Among the records below, the line containing "AR game engine: the player needs to interact with the chimney" marks the start. Output it and all lines after it exactly.

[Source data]
== == ==

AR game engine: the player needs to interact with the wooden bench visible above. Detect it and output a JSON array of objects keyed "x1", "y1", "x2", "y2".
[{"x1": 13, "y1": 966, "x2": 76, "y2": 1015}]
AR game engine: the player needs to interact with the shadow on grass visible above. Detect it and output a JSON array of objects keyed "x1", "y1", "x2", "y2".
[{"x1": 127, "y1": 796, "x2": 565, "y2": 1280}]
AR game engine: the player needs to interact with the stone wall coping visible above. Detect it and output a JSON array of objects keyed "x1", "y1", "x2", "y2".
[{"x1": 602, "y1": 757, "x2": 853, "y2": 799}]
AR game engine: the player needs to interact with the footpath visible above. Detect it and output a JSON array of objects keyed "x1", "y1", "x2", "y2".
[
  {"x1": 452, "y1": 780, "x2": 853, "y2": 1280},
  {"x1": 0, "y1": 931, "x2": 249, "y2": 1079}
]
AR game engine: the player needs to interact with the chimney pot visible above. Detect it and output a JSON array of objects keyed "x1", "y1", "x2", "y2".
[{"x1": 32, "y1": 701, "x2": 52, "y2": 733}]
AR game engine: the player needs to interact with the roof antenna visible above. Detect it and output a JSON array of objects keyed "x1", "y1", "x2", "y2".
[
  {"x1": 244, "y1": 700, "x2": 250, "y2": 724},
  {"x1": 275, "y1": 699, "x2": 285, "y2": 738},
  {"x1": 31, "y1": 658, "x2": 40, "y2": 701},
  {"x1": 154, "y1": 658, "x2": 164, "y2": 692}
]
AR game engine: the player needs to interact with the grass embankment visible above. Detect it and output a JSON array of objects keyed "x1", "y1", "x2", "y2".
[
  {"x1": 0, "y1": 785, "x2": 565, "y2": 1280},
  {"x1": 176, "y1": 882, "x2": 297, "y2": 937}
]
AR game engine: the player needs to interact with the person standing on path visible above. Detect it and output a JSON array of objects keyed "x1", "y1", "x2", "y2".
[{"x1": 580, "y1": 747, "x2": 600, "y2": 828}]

== == ==

#### Result below:
AR game engine: the player needs to interact with the chimney pot visible above. Detect it and output a JSON array of objects keyed "x1", "y1", "x2", "y2".
[{"x1": 32, "y1": 701, "x2": 52, "y2": 733}]
AR game engine: the player needs to interact with the roof antenna visible above. Detect it and output a JSON array of objects keyed "x1", "y1", "x2", "y2".
[
  {"x1": 244, "y1": 700, "x2": 250, "y2": 724},
  {"x1": 275, "y1": 699, "x2": 285, "y2": 738},
  {"x1": 31, "y1": 658, "x2": 40, "y2": 701},
  {"x1": 154, "y1": 658, "x2": 164, "y2": 692}
]
AR game engine: the player needs to interact with the grass embankment visible above. Detect it and output a JSON array of objects keyed "x1", "y1", "x2", "y2".
[
  {"x1": 0, "y1": 785, "x2": 565, "y2": 1280},
  {"x1": 176, "y1": 882, "x2": 297, "y2": 937}
]
AR game engine: the player needs to interact with the person standing on path visible above. Detect it and output a JSON array of objects keyed "x1", "y1", "x2", "y2".
[{"x1": 580, "y1": 747, "x2": 600, "y2": 828}]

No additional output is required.